_Document text_.
::::::::::

Home   »  TRADE TOPICS  »  Investment  »  The Glamis case

The Glamis case

The Glamis Gold v. United States case is a key example of NAFTA Chapter 11's threat to state legislative authority.  The involves the State of California.  If the tribunal currently hearing the Glamis case were to decide against the United States, this could cast a shadow over state and local governments' ability to adopt public health and environment standards.

In the early 1990s, Vancouver-based Glamis Gold Ltd. acquired dozens of mining claims in the Imperial Valley, a relatively pristine desert environment east of San Diego.  Glamis proposed constructing a large, open pit mine that would use the “cyanide heap-leach” process to extract gold from low grade ore.  Approximately 422 tons of ore would be required to produce an ounce of gold. 

Glamis proposed to build the mine next to a protected wilderness area that provides a habitat for desert wildlife.  The proposed Glamis project would have tapped 389 million gallons of water every year from the aquifer lying under the Imperial Valley desert.

::::::::::

_Provided records_.
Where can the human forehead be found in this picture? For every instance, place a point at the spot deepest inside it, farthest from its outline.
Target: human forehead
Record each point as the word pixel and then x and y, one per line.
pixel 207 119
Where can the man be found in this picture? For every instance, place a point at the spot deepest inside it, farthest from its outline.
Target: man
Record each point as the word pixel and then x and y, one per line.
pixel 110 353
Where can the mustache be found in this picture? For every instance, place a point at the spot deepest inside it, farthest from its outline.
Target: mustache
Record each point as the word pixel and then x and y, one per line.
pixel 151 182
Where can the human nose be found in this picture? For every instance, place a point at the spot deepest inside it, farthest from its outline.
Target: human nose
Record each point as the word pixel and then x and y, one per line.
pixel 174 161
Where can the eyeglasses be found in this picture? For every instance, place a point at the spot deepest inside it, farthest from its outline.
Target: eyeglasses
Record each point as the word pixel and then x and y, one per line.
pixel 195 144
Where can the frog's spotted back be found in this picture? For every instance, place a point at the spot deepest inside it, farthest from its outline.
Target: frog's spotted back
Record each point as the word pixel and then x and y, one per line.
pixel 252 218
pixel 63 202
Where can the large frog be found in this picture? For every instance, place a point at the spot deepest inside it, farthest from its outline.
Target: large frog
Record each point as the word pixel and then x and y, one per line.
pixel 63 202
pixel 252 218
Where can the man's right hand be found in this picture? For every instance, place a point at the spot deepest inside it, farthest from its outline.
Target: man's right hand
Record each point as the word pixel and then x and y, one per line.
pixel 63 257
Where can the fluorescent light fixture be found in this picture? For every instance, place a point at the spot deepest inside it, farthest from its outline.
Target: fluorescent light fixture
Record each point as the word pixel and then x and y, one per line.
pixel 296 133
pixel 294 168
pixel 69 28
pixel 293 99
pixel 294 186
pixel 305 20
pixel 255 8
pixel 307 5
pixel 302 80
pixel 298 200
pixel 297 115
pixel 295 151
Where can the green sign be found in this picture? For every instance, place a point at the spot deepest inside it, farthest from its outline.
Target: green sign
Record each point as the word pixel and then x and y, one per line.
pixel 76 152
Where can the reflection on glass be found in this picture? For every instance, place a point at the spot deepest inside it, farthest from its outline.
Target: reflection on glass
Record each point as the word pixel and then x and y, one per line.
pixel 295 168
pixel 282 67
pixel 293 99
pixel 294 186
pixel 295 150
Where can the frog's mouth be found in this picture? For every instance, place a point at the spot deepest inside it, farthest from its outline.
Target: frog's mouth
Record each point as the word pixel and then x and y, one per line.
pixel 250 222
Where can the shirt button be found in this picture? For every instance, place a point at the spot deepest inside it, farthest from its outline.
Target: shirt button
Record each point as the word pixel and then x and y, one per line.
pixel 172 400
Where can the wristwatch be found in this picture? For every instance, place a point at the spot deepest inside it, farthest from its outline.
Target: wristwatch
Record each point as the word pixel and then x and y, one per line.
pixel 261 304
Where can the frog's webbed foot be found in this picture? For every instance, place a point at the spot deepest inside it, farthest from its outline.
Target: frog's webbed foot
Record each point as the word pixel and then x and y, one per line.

::::::::::

_Set problem_. Copy the passage of the Glamis case text between "The Glamis Gold" and "and environment standards.", inclusive, changing "tribunal" to "arbitration panel".

_Answer to this exercise_.
The Glamis Gold v. United States case is a key example of NAFTA Chapter 11's threat to state legislative authority.  The involves the State of California.  If the arbitration panel currently hearing the Glamis case were to decide against the United States, this could cast a shadow over state and local governments' ability to adopt public health and environment standards.